United Kingdom - A Nice Exponential Equation | Math olympiad Question

I think you have problems with some concepts.
1) In the change of variable y = k x, k is not a constant but a parameter.
2) You do a lot of unnecessary steps. For example, in the fifth line it is totally unnecessary to extract the square root.
3) In the tenth line you do not analyze what happens if k = 1. In such a case, both sides of the equation cannot be raised to 1/(k-1).
In the case k = 1, the parameterization y = k x takes the form y = x, which is the identity function that solves the original equation for all x>0 (first quadrant) and for the values x<0 for which there exists the expression (x^x) (third quadrant).
4) It remains to analyze the final expression x = k^(1/(k-1)), y = k^(k/(k-1)), which is a parameterization of a solution function. The parameter k must be a positive real number in which case the curve is in the first quadrant, or a negative even integer in which case they are discrete points in the fourth quadrant.
You can write in geogebra the equation x^y = y^x and you will get the graph of the two solution curves (y = x, and the curve with parameter k) which are in the first quadrant and "intersect" at the point limit of (x, y) = ( k^(1/(k-1)), k^(k/(k-1)) ) as k → 1, which is (e, e).

ytmiguelar

There are an infinite number of solutions. For every positive value of X, x=y is an obvious solution. Also x=2, y=4 is a solution (as is x-4 and y-2). And so forth....

irahartoch

I don't understand why was necessary to square root when it would have been easier to rise direct to power (1/x) instead of (2/x)

klauscosmin

There is no reason to take a square root. The key idea is writing y=kx. After this, just a few steps lead to the result x=k^(1/(k-1): Using y=kx in x^y=y^x leads to x^(kx)=(kx)^x = k^x x^x. Divide both sides by x^x. The result is x^(kx-x)=k^x or x^((k-1)x)=k^x. Now raise both sides to the 1/x to get x^(k-1) = k. If k is not equal to 1 then raise both sides to the 1/(k-1) to get x=k^(1/(1-k)). Video then shows that y =kx = k^(k/(1-k)). When k=1, y=x is a solution for any x. One should also stipulate in the statement of the problem that x and y are positive -- otherwise roots of negative numbers might arise.

stuarts

x = 1, y = 1 can also be a solution (if there is no other constraints such as x != y)

Source rows:
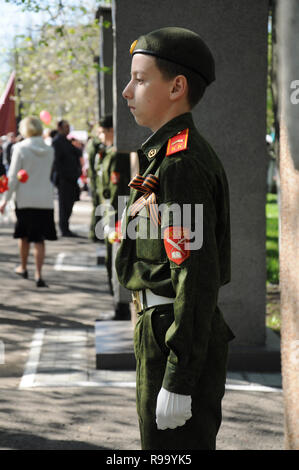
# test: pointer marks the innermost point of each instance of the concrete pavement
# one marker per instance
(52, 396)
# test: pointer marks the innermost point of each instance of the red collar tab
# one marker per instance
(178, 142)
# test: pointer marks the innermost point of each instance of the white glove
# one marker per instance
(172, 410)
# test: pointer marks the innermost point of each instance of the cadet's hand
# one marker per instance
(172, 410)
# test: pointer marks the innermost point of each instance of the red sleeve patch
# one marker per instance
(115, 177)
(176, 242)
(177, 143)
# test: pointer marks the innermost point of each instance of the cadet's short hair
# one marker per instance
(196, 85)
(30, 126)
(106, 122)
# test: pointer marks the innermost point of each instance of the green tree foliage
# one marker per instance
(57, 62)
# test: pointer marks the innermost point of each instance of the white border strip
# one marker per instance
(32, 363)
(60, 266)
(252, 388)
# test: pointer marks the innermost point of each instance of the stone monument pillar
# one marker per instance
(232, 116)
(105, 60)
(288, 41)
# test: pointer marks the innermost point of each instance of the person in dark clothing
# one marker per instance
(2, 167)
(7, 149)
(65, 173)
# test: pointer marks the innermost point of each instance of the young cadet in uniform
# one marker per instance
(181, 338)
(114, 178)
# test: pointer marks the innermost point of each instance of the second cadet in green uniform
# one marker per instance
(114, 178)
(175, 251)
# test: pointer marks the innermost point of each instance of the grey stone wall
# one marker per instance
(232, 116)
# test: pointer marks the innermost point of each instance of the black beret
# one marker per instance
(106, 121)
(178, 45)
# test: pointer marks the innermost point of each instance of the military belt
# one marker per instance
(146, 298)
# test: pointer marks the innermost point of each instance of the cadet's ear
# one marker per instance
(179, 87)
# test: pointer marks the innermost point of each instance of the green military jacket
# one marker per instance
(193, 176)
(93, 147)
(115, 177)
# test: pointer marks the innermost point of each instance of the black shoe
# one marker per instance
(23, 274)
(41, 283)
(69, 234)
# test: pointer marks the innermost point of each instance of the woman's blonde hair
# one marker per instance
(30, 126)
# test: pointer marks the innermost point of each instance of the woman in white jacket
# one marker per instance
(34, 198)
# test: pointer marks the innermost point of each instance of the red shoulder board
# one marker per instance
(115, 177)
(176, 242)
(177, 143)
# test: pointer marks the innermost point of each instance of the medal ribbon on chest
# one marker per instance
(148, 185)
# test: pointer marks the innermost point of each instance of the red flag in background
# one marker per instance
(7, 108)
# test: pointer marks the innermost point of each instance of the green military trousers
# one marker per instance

WHAT YOU NEED TO DO —
**A)** In the thread on the exponential equation, which point do the two solution curves approach as k → 1?
**B)** Translate this sentence from the thread on the exponential equation into Spanish: "The key idea is writing y=kx."

THE RESPONSES —
**A)** (e, e)

**B)** La idea clave es escribir y=kx.